Douai 1865 – 1933 Paris

French Painter


Signature: Signed bottom right
Medium: Oil on canvas
Dimensions: Image size 54,50 x 81,50 cm, frame size 81 x 107 cm

Maroniez Georges Philibert Charles, born on January 17, 1865 in Douai, France. He was a French painter of genre scenes and landscapes. Martinez  was especially noted for his depictions of the sea and life of the fisher folk.

While attending law school, he also took courses at the École des Beaux-Arts of Douai and became a student of Pierre Billet. He met the painter Adrien Demont. He became a student of the master teachers and artists Mr. & Mrs. Demont-Breton. At the age of 22 he started exhibiting peasant genre and landscape scenes in Douai and Paris.

Maroniez exhibited quite successfully at the Salon des Artists Français and was elected a full member in 1889. The Salon awarded him an honorable mention and third place medal in 1891 and a second-place medal in 1906.

Maroniez also became interested in photography and he travelled throughout the Mediterranean, North Africa and the Middle East. He took over 1.600 images that are in the collection of the museum in Cambrai.

In 1905, the success of his paintings led him to resign from the judiciary, and to devote himself entirely to Art.

------------------------

_Challenges_.
1. Answer these questions about the text on the painter Maroniez:
(a) Who was his teacher at the École des Beaux-Arts of Douai?
(b) In what year did the Salon give him a second-place medal?
(c) Where are his photographs held?
2. Can you carry the text on the painter Maroniez forward from its final sentence?

_Material_.

------------------------

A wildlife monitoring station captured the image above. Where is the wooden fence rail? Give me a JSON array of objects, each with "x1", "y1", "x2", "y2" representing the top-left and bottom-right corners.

------------------------

_The results_.
1.
(a) Pierre Billet
(b) 1906
(c) In the collection of the museum in Cambrai

2.
Defying the label of “marine painter”, he filled his genre scene paintings with Flemish realism. Using a glowing and a beautifully caressing light, he transposed the grey country roads of his birthplace with light and painted powerful landscapes. He painted also ports of Brittany, France, Belgium and the Netherlands, as well as numerous scenes of the fisherman’s life, especially at twilight or night. He captured the alluring beauty of an ocean sunset, and the peacefulness that beauty and light can give.

In August 1914, Maroniez was drafted into Military Justice. In 1918 he was created a Knight of the Légion d’Honneur. During the German occupation of North-East France, his studio was robbed, and his wife was deported, with hundreds of other French civilian hostages, to camp in Lower Saxony. The family was reunited only after the ceasefire and in 1919 they relocated in Paris. His works became very popular. He subsequently took most of his inspiration from Brittany.

He died of a heart attack in 1933 and was buried in Cambrai, France.

Today, his works can be found in private and public collections, including at the Museum in Lille, Cambrai, Douai, Boulogne (France) and in Valencia (Spain).